In the records that follow, show each line where the word "sleeve" is present.

===== Supplied records =====

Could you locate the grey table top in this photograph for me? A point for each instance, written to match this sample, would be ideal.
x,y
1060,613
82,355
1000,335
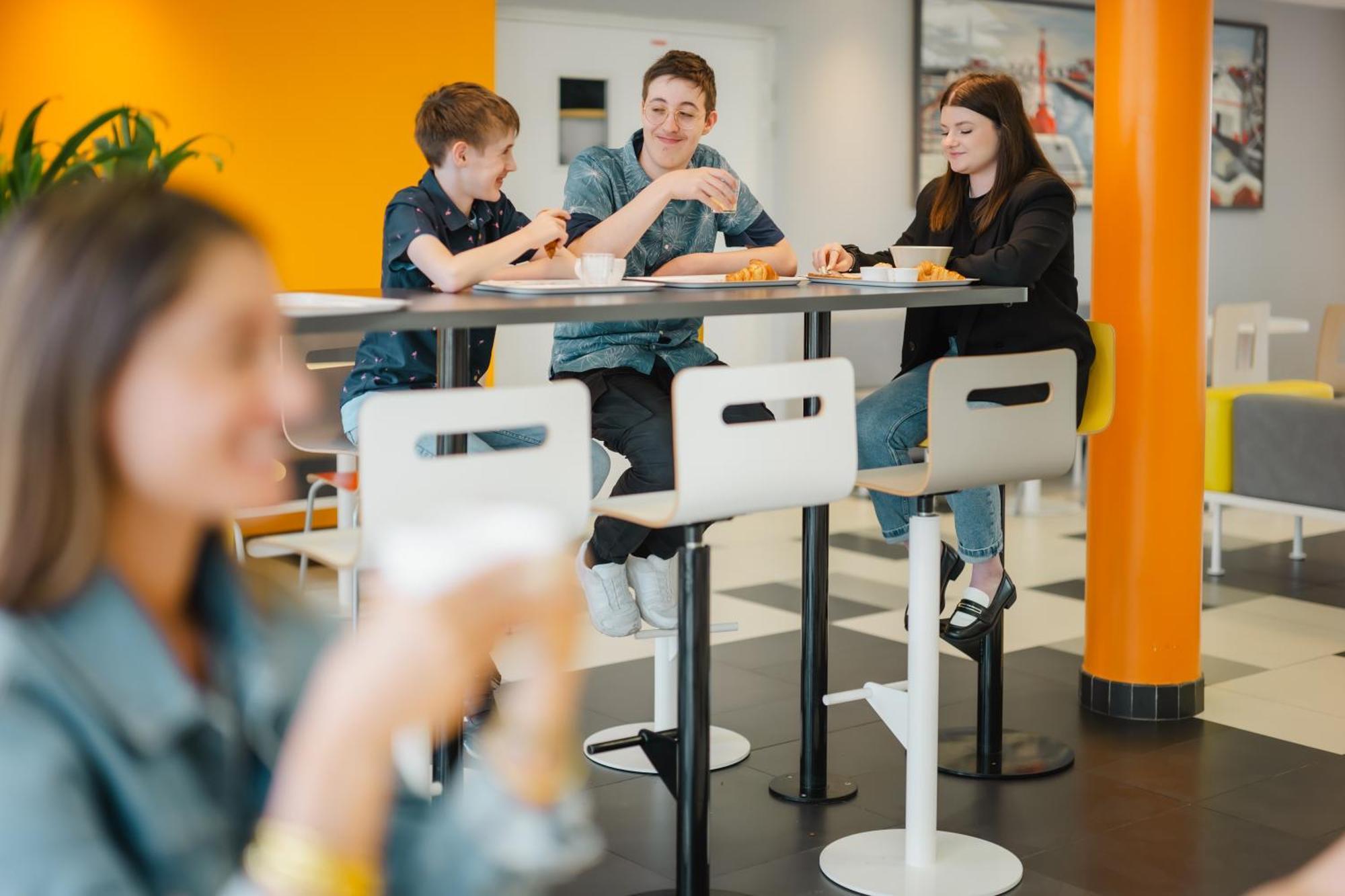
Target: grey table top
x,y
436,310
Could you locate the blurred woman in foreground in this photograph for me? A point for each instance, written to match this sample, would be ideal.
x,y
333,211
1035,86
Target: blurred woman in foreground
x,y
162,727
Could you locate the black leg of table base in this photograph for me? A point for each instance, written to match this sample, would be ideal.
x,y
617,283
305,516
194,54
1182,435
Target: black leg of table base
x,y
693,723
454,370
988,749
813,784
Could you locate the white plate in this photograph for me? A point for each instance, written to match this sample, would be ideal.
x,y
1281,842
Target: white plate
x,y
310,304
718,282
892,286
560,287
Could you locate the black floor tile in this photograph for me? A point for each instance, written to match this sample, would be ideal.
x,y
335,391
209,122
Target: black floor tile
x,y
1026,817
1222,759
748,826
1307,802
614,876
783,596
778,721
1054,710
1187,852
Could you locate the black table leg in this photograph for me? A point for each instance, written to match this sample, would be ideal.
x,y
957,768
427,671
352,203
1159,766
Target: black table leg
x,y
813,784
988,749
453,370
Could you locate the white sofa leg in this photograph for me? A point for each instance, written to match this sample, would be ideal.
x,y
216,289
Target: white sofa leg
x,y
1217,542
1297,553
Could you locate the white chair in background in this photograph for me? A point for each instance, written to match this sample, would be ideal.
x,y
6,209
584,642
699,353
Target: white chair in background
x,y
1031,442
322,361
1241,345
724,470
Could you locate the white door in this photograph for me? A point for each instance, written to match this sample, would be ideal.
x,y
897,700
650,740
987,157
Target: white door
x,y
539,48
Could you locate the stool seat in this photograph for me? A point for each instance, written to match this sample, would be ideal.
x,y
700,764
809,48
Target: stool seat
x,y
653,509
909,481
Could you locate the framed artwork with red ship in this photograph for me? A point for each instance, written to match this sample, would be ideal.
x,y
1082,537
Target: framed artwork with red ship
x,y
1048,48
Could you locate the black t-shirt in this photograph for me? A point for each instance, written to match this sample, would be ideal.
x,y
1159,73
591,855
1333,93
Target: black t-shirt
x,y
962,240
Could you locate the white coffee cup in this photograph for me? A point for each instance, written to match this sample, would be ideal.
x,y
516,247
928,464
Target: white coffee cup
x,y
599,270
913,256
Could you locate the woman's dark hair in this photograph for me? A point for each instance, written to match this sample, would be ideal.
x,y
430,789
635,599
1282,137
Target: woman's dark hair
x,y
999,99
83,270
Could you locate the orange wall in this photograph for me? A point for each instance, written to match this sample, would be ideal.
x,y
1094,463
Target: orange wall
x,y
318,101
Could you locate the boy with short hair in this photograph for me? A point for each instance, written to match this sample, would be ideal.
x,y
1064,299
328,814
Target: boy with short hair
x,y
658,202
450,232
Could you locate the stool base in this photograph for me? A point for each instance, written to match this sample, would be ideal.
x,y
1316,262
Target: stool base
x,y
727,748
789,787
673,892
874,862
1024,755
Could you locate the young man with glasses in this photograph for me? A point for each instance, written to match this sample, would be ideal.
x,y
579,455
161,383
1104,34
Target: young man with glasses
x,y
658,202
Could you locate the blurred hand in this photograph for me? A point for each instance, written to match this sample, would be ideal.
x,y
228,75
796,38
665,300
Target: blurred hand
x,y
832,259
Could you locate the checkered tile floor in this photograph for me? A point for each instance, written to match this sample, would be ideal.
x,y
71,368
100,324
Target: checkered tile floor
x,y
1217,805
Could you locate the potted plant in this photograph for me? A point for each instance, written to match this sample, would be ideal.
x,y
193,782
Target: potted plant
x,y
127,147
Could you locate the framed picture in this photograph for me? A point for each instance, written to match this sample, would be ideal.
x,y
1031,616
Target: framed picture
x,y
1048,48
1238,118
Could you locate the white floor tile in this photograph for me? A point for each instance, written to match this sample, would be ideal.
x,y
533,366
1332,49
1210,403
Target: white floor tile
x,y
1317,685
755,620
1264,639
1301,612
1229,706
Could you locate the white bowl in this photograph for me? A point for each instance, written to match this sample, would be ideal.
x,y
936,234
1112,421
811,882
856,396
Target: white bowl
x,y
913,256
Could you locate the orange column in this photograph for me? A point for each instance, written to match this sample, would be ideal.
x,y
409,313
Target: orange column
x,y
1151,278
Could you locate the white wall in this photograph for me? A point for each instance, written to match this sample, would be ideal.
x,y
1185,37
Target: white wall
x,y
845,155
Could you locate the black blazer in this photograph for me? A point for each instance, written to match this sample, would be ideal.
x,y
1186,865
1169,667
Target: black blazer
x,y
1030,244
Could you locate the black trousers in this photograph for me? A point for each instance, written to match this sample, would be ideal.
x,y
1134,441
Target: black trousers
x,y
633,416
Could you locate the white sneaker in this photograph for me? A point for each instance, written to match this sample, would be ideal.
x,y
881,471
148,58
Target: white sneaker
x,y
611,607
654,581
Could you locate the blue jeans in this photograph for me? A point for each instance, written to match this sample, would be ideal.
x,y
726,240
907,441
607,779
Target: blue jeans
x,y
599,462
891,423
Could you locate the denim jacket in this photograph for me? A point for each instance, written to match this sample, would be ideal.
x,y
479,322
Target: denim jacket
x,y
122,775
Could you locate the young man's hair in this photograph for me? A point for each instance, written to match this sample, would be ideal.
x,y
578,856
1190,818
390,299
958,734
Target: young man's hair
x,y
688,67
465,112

=====
===== Supplied records =====

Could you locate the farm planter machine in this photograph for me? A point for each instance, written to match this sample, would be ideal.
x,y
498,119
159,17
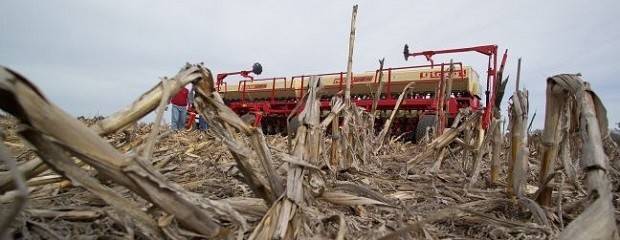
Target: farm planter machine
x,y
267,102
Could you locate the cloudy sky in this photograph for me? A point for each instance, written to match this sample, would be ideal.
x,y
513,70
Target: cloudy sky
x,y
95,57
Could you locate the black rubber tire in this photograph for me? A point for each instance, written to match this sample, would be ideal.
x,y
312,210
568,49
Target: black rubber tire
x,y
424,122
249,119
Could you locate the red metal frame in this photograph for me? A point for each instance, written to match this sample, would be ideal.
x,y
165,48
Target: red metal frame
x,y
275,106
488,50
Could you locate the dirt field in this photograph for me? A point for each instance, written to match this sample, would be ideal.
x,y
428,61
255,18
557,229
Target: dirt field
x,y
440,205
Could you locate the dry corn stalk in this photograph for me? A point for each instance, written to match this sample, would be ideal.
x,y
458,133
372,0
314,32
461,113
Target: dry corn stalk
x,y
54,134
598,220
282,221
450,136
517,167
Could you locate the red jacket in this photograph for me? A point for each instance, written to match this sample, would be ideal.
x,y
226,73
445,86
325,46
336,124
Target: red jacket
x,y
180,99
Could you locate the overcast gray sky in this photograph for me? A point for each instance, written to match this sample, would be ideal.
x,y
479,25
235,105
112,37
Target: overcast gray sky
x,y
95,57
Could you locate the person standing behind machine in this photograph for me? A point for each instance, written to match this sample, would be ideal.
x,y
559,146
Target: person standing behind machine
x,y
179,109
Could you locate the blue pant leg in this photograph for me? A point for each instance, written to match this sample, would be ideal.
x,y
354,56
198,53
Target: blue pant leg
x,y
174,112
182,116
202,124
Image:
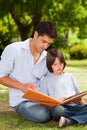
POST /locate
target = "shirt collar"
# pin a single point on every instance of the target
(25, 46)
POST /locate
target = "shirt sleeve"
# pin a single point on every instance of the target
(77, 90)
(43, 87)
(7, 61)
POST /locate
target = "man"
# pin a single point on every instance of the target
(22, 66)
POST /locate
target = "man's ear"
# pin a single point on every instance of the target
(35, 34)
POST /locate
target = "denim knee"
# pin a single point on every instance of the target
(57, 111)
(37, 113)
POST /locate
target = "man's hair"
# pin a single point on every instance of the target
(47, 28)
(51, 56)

=====
===== Supplied records =====

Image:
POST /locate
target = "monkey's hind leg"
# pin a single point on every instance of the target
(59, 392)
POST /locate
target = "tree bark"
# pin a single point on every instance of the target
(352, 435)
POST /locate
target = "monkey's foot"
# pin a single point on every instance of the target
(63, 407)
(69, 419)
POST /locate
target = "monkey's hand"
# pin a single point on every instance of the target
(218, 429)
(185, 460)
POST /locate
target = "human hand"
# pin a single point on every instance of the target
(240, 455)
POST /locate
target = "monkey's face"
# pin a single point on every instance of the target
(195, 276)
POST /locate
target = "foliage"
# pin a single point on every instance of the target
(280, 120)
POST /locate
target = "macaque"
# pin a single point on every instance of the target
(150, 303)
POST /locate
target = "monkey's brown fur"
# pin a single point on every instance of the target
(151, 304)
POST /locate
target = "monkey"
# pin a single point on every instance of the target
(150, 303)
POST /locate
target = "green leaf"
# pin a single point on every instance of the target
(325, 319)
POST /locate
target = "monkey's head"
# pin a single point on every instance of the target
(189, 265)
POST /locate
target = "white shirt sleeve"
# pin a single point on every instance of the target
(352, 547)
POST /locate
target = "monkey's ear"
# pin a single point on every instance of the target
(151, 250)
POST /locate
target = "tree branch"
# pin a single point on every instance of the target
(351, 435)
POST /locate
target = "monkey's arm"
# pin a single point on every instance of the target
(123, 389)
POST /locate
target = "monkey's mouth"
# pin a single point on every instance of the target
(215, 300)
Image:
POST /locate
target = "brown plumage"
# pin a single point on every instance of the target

=====

- Answer to this exercise:
target = "shirt sleeve"
target = "white shirt sleeve"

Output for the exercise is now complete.